Document segment:
=== Section Start ===

The novel tells the story of twin brothers, Waldo, the man of reason and intellect, and Arthur, the innocent half-wit, the way their lives are inextricably intertwined. Which is the novel?
(A) The Tree of Man
(B) Voss
(C) The Solid Mandala
(D) The Vivisector
Ans: (C)

Which of the following novels is not by Patrick White ?
(A) The Vivisector
(B) The Tree of Man
(C) Voss
(D) Oscar and Lucienda
Ans: (D)

“Magic Realism” is closely associated with
(A) Italo Calvino
(B) Gabriel Garcia Marquez
(C) Anita Desai
(D) Rohinton Mistry
Ans: (B)

 Australian aborigines receive a sympathetic treatment in :
(A) Les Murray
(B) Gwen Harwood
(C) Judith Wright
(D) A.D. Hope
Ans: (C)

Which among the following novels is not written by Margaret Atwood ?
(A) Surfacing
(B) The Blind Assassin
(C) The Handmaid’s Tale
(D) The Stone Angel
Ans: (D)

Margaret Atwood’s Survival makes a case for :
(A) Canadian literary studies
(B) Canadian nationalism
(C) The future of Canadian literature
(D) The past of Canadian literature
Ans: (C)

Who of the following authors represents the Sri Lankan diaspora ?
(A) Cyril Dabydeen
(B) Michael Ondaatje
(C) Arnold H. Itwaru
(D) M.G. Vassanji
Ans: (B)

Margaret Laurence is a novelist from :
(A) Australia
(B) The U.S.A.
(C) Canada
(D) Britain
Ans: (C)

The first Canadian poet is :
(A) Charles Sangster
(B) Oliver Goldsmith
(C) Charles Heavysege
(D) Alexander Machlachlan
Ans: (A)

Who among the following is NOT an Australian writer ?
(A) Morris West
(B) Patrick White
(C) Thomas Keneally
(D) Bill Pearson
Ans: (D)

Edward Said’s well-known book Orientalism was published in
(A) 1978
(B) 1968
(C) 2008
(D) 1988
Ans: (A)

“The Books You Needn’t Read, the Books Made For Purposes Other Than Reading, Books Read Before You Open Them Since They Belong To The Category of Books Read Before Being Written …”
The above extract is taken from

(A) Jorge Luis Borges’s “The Library of Babel”
(B) Italo Colvino’s If on a Winter’s Night a Traveller
(C) Umberto Eco’s The Name of the Rose
(D) Francis Bacon’s “Of Studies”
Ans: (B)

=== Section End ===

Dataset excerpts
=== Section Start ===

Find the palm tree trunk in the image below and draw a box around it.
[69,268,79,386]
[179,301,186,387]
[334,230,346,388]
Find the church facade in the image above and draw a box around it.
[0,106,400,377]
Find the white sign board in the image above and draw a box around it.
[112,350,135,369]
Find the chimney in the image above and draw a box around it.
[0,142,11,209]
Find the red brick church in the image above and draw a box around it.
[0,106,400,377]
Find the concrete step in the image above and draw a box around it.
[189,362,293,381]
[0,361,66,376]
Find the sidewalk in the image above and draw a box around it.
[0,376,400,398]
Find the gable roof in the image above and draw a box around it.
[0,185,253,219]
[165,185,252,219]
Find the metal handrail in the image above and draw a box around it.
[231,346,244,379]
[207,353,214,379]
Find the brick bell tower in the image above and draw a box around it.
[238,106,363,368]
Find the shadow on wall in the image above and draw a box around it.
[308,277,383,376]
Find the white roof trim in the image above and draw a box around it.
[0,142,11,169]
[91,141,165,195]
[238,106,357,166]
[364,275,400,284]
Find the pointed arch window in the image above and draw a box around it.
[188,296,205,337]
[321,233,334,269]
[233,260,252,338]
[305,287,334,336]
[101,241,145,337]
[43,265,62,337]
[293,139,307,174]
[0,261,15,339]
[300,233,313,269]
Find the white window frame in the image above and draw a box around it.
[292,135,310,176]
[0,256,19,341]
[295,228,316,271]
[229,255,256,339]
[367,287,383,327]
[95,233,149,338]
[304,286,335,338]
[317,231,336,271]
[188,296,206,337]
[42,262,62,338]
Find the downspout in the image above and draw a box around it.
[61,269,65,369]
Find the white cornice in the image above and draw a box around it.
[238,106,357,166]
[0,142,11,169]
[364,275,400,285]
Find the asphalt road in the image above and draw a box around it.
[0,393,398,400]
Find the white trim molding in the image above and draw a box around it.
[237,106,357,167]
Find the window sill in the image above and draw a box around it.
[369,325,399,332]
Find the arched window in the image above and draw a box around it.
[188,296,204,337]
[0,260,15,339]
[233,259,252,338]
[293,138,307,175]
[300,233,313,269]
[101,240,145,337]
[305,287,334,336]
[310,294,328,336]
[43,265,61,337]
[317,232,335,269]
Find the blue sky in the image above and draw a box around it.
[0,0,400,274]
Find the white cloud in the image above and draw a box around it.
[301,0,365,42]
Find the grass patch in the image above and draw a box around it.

=== Section End ===

Exercise objective: What are the names of the twin brothers in the literature quiz?

Worked solution: Waldo and Arthur.